- _Work request_
Below are the entries; give again exactly the lines from the one mentioning "Can you find the man's arm?" through the one mentioning "Can you find the menu", inclusive.

※ ※ ※

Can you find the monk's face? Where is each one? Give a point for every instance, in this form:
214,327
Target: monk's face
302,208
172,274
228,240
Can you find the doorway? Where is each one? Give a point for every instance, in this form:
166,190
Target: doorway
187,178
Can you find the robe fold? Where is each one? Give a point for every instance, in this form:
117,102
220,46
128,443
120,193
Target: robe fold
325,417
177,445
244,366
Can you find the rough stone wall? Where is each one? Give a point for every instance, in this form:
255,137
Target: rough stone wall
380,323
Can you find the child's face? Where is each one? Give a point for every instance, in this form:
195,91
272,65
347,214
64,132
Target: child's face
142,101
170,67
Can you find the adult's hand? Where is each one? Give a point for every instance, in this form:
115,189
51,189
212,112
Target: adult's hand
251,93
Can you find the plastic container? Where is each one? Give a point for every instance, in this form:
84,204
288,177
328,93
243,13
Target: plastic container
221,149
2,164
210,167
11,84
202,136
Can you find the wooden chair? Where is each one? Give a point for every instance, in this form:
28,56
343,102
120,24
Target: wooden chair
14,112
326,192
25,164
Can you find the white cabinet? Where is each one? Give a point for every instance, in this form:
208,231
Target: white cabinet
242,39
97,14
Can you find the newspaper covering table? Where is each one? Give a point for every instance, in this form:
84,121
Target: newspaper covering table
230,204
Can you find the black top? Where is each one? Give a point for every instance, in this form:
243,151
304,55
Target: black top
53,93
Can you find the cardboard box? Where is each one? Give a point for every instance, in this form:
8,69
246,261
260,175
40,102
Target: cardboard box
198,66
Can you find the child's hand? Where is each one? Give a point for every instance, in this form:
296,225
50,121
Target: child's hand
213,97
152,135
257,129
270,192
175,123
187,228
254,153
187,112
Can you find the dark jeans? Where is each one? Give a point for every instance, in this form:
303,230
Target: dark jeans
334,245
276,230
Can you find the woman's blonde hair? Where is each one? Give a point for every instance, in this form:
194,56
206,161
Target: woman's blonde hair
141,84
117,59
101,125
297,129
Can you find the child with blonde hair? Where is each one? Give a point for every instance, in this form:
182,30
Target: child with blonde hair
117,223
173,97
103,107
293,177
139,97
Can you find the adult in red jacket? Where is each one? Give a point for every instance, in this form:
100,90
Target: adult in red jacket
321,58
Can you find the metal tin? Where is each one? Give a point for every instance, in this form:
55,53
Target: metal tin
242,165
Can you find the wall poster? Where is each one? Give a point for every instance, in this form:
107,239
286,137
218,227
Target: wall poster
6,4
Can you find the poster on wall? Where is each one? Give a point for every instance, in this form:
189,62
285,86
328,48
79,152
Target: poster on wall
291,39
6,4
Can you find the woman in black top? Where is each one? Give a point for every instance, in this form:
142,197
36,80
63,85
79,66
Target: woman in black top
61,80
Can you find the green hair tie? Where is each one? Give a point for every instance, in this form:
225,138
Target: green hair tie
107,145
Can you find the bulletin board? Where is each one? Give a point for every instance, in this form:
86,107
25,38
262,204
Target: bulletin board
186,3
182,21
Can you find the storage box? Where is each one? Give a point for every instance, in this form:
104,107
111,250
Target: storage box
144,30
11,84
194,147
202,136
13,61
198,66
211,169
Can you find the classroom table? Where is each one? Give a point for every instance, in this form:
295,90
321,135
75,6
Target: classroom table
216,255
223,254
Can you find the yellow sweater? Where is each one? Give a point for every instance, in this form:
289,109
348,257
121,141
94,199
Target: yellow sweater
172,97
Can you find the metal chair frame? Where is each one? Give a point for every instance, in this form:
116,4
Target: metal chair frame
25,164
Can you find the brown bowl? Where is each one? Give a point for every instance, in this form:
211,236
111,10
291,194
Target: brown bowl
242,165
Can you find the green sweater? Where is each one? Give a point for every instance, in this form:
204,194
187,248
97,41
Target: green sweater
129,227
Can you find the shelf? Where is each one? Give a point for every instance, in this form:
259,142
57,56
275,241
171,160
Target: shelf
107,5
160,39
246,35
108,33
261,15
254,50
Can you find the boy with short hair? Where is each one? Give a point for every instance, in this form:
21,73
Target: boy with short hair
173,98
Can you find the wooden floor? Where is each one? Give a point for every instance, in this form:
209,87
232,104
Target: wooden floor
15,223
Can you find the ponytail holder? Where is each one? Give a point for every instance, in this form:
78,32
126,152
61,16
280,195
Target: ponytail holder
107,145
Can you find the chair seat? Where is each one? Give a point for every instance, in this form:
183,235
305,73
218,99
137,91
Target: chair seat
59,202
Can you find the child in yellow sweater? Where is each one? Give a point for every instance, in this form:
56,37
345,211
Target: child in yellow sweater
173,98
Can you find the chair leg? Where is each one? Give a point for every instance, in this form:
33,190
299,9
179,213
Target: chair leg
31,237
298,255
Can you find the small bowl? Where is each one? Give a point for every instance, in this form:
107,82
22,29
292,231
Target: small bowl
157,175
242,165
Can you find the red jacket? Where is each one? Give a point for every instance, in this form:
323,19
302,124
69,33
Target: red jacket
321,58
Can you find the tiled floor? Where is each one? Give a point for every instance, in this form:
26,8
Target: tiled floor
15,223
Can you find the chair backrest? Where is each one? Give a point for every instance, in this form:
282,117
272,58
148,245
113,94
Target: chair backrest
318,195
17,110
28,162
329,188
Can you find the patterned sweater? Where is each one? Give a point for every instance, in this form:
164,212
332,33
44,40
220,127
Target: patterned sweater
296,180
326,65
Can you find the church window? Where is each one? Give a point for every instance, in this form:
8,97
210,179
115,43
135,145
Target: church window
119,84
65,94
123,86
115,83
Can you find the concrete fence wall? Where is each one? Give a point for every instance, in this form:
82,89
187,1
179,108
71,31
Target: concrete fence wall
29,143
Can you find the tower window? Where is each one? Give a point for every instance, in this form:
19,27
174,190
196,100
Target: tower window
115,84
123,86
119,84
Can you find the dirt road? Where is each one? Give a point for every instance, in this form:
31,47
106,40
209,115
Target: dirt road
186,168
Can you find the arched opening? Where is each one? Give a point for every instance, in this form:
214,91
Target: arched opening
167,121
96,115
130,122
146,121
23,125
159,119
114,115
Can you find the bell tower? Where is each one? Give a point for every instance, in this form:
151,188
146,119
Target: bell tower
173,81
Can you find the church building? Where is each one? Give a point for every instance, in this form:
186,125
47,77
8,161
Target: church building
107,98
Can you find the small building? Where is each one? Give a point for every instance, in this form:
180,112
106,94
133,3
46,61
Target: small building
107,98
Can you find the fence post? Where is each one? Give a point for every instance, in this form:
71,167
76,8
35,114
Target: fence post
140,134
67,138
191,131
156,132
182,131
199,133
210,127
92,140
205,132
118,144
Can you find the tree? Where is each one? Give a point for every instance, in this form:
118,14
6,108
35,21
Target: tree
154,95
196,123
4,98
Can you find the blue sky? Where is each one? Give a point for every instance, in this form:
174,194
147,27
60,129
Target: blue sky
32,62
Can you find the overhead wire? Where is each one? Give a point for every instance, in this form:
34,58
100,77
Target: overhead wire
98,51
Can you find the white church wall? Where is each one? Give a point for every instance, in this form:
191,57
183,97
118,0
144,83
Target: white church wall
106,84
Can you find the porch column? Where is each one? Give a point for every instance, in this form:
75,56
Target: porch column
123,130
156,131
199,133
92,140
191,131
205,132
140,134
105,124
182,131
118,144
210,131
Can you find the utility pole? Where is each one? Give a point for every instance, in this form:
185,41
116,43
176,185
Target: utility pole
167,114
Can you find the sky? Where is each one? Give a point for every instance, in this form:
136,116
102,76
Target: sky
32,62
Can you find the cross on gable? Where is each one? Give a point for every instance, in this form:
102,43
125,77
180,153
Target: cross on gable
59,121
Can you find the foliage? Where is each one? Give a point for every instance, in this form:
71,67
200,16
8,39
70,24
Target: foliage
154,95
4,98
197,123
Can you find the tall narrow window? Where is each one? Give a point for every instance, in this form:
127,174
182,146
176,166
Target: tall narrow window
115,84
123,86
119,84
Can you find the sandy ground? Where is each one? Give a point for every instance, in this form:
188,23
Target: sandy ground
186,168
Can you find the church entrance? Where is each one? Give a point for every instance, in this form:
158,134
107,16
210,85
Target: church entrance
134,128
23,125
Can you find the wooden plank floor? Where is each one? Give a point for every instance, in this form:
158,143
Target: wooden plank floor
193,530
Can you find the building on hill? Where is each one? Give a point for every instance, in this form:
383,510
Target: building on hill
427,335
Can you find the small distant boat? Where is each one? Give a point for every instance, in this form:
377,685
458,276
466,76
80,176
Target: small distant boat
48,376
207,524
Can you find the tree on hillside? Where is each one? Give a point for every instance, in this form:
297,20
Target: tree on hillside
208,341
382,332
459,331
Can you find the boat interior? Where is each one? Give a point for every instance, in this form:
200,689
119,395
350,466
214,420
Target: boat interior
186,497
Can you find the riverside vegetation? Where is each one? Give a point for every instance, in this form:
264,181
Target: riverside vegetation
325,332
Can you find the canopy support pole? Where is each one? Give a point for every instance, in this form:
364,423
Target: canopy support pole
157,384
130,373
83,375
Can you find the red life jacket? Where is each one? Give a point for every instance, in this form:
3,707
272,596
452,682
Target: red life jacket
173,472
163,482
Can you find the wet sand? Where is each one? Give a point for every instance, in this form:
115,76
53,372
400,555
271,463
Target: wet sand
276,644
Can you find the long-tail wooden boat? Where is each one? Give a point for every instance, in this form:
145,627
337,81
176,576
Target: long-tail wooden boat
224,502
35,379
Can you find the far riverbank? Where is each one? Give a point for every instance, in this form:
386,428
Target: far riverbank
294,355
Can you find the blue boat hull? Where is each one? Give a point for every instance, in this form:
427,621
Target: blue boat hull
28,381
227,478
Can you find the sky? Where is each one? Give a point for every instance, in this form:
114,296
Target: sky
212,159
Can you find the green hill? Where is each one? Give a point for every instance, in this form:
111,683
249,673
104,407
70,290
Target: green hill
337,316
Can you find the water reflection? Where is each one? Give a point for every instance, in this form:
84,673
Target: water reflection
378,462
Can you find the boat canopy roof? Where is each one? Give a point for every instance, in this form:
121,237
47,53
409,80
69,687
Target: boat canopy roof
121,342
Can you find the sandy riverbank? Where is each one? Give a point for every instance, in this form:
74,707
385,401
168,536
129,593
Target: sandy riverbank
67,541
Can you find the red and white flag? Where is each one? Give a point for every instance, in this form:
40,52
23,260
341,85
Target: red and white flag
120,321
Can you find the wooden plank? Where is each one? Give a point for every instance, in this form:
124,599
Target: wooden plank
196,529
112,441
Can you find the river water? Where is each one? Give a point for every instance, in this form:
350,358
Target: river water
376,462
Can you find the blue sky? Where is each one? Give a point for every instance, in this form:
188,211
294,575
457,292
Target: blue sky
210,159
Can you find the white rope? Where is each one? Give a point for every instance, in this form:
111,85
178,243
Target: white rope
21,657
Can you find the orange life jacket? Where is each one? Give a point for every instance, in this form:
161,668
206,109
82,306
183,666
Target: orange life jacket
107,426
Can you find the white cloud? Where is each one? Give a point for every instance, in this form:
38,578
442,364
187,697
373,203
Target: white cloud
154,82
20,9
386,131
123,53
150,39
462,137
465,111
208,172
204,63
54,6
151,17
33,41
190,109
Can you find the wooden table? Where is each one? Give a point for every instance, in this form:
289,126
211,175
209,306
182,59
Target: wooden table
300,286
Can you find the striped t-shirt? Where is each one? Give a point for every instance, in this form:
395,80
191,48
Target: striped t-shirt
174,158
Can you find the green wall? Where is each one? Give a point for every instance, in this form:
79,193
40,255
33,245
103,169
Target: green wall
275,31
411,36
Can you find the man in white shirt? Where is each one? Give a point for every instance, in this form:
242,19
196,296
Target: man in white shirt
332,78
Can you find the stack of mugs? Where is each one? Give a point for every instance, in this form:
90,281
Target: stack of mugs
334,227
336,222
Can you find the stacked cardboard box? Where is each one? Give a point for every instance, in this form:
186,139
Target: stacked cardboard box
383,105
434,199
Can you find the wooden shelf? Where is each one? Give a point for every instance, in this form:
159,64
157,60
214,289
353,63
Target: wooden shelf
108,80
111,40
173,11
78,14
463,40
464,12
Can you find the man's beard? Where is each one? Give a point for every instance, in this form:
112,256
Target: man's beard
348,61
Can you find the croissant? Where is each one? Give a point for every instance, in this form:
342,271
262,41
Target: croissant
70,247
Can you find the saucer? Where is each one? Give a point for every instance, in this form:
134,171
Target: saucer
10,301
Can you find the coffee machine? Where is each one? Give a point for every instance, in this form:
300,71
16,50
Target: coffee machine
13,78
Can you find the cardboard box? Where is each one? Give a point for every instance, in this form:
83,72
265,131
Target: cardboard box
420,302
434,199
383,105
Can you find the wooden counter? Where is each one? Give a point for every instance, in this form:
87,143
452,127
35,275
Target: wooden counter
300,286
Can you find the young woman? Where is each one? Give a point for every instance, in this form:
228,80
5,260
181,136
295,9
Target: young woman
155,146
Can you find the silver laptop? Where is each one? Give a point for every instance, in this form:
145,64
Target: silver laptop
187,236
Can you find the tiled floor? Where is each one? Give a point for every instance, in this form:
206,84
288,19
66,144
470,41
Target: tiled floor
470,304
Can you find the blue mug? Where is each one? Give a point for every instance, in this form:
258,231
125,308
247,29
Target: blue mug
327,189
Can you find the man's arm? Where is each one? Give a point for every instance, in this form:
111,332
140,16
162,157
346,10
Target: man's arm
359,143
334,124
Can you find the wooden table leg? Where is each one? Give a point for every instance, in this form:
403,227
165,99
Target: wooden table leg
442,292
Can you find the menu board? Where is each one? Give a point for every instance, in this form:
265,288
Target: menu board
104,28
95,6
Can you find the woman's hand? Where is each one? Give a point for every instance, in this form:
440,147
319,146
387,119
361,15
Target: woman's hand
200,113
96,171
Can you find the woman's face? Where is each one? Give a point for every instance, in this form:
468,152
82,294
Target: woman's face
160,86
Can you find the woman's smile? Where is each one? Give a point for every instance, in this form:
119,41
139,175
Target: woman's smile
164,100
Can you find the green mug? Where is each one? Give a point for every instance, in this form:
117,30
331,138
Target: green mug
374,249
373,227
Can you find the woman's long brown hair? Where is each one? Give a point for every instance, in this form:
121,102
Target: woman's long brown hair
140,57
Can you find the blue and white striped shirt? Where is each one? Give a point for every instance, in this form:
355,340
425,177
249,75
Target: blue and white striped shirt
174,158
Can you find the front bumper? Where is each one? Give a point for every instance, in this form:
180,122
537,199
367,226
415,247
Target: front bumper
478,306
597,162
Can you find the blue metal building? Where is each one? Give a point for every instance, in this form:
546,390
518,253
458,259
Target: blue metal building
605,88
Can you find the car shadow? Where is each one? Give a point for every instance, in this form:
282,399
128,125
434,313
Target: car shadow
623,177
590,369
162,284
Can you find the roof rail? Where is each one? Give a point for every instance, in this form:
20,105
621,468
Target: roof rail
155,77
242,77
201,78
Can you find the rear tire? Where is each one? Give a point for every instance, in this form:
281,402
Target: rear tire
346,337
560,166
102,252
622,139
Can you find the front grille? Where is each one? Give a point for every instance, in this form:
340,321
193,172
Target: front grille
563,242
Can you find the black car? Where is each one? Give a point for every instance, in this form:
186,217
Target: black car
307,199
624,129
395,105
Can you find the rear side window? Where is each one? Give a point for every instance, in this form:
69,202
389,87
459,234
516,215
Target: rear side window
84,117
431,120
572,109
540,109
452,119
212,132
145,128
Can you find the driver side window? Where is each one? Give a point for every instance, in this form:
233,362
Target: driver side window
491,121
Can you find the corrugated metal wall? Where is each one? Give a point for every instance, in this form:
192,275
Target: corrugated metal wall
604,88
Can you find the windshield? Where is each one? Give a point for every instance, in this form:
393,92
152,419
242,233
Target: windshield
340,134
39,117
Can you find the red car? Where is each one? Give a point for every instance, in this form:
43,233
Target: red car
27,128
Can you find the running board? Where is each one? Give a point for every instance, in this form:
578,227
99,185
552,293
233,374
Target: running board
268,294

※ ※ ※

- _Response to this task_
Can you find the man's arm? Where is each one? Give a point for every instance, in this form:
111,332
140,16
162,157
346,10
Target: man's arm
359,143
334,124
Can you find the wooden table leg? Where is each one? Give a point for every instance, in this form:
403,227
165,99
Target: wooden table leg
442,292
Can you find the menu board? Where is each one? Give a point for every instance, in this form:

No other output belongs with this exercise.